## What the task requires:
Copy out every line of the records that contains the word "distant".

::::::::

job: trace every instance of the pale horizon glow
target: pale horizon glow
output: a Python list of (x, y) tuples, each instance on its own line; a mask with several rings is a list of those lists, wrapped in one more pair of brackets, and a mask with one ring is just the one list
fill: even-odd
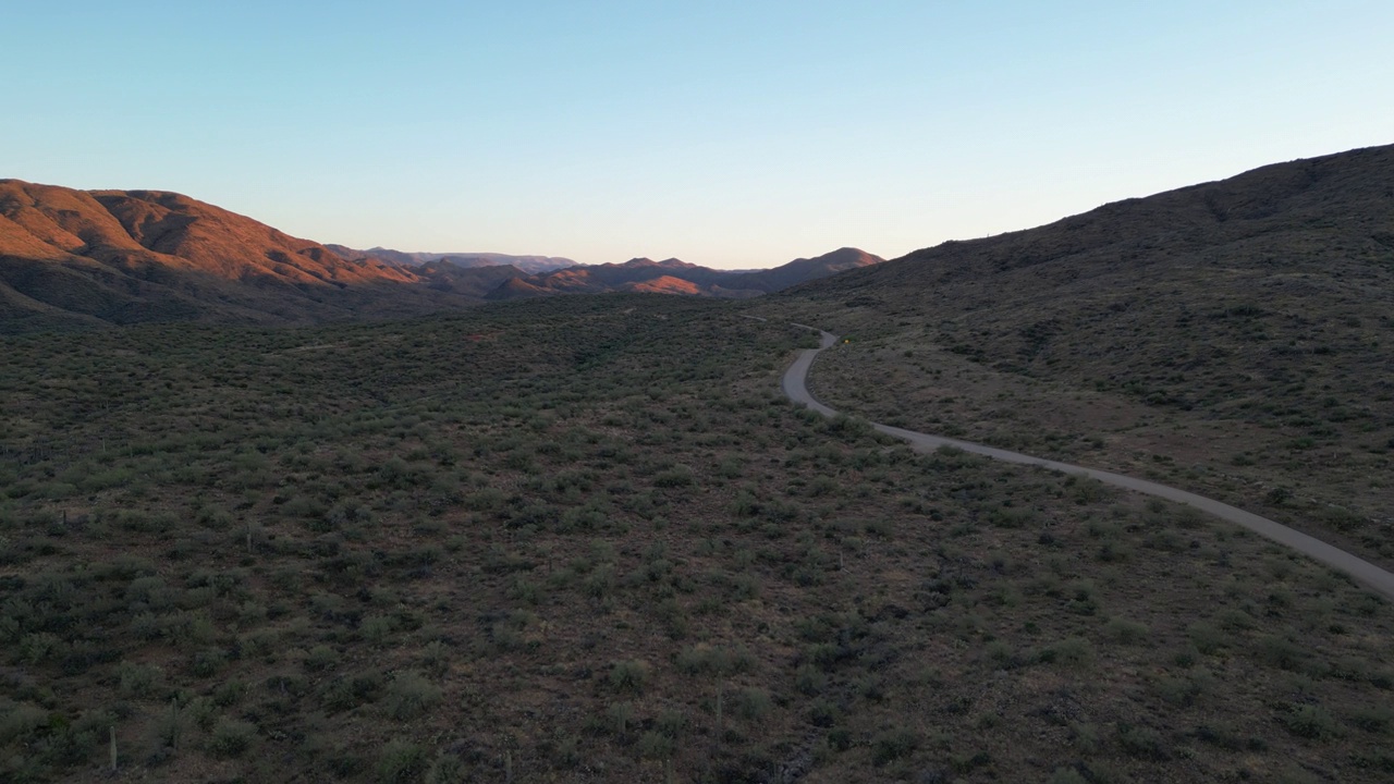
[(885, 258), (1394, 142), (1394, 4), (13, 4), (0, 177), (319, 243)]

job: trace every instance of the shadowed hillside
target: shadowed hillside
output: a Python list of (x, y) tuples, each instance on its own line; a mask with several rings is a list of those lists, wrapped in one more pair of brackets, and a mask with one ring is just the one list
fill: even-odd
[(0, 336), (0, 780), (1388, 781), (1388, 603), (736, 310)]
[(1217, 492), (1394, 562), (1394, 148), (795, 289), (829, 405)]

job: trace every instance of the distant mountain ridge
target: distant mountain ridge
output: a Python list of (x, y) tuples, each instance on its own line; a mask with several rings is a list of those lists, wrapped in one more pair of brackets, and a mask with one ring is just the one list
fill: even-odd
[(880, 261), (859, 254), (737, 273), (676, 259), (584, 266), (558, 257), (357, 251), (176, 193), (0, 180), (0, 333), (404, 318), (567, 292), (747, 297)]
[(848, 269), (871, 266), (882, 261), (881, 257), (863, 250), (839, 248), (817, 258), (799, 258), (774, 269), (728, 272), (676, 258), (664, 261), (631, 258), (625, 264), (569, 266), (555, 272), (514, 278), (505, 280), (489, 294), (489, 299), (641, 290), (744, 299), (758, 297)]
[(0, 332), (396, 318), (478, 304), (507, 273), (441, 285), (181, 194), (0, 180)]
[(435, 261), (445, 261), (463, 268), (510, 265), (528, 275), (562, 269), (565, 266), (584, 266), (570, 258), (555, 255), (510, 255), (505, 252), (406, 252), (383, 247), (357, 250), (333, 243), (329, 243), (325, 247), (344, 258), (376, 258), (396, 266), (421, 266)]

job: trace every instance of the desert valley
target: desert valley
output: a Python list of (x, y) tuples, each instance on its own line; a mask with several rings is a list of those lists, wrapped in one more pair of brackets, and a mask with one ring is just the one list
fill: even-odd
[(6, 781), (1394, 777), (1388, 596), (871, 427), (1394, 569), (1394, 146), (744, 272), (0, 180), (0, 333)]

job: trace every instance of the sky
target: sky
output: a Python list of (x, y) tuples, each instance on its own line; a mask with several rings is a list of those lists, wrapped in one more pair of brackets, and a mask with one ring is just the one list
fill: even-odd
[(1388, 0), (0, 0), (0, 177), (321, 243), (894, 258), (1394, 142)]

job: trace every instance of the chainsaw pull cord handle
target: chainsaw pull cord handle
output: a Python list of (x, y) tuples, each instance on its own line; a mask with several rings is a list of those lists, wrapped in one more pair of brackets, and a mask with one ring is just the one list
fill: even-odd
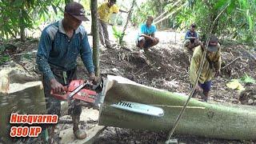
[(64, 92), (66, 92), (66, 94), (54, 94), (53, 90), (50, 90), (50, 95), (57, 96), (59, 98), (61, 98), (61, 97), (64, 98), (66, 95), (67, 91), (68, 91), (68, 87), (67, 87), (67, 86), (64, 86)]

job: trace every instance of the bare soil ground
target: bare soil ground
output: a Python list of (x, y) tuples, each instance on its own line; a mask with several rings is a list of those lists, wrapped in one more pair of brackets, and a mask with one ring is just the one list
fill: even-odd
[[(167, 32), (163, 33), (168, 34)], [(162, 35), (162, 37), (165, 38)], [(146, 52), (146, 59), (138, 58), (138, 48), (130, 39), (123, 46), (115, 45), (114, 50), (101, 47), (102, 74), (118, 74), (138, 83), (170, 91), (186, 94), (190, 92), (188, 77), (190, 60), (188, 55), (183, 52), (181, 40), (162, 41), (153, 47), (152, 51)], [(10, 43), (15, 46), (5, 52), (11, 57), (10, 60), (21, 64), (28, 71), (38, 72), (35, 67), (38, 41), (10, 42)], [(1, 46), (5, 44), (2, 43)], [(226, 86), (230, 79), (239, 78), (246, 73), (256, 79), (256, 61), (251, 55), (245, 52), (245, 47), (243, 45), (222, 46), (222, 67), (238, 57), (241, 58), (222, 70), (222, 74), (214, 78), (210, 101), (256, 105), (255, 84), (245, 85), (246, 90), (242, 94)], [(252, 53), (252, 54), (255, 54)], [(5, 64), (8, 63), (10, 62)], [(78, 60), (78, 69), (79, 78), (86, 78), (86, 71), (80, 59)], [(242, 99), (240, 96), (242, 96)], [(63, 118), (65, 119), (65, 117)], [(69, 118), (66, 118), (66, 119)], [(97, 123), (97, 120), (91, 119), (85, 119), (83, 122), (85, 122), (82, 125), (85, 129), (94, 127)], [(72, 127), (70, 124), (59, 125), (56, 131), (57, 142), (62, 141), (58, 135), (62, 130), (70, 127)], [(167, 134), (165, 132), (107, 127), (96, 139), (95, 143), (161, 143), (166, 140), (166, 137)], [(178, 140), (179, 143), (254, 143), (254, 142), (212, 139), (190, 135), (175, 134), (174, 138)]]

::::::::

## Solution to this problem:
job: trace every instance of the distant mountain ridge
target: distant mountain ridge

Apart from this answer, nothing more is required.